(Recorded data)
**********

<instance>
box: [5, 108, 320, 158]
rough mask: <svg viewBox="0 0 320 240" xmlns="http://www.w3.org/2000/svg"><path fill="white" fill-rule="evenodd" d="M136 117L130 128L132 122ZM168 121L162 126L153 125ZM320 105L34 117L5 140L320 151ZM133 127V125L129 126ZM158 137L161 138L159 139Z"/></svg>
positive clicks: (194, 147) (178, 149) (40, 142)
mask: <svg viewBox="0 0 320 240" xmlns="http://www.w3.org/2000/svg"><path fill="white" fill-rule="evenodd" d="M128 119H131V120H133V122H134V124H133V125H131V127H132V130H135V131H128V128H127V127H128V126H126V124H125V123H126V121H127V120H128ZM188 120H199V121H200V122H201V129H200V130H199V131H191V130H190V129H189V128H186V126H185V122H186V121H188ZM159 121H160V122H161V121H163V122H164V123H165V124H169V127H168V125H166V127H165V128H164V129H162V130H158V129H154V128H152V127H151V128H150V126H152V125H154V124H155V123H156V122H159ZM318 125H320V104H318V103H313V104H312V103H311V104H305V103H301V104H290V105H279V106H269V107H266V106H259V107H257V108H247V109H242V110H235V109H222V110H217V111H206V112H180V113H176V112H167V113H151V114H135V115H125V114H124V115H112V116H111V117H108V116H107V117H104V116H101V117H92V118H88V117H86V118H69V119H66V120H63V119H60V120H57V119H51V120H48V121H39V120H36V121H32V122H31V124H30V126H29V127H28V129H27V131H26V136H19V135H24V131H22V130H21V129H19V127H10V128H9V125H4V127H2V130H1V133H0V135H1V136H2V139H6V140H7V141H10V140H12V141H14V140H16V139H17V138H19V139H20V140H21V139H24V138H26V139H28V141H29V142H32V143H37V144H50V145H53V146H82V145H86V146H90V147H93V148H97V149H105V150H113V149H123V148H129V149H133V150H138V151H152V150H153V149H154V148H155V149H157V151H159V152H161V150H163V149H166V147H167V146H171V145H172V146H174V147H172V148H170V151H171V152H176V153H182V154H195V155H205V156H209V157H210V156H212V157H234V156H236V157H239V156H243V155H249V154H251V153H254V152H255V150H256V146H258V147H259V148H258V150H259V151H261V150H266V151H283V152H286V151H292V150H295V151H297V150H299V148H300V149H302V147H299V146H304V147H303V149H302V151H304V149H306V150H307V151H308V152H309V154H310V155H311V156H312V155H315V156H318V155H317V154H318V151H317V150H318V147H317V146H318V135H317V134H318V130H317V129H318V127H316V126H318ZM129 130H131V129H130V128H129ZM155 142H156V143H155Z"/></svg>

**********

**HOW TO COMPLETE THIS TASK:** Give an exact copy of the lines above, from the top of the records to the line that contains "rough mask: <svg", taking in both ends.

**ANSWER TO THIS PROBLEM:**
<instance>
box: [5, 108, 320, 158]
rough mask: <svg viewBox="0 0 320 240" xmlns="http://www.w3.org/2000/svg"><path fill="white" fill-rule="evenodd" d="M136 117L130 128L132 122ZM168 121L162 126L153 125ZM320 105L34 117L5 140L320 151ZM133 127V125L129 126ZM158 137L161 138L159 139Z"/></svg>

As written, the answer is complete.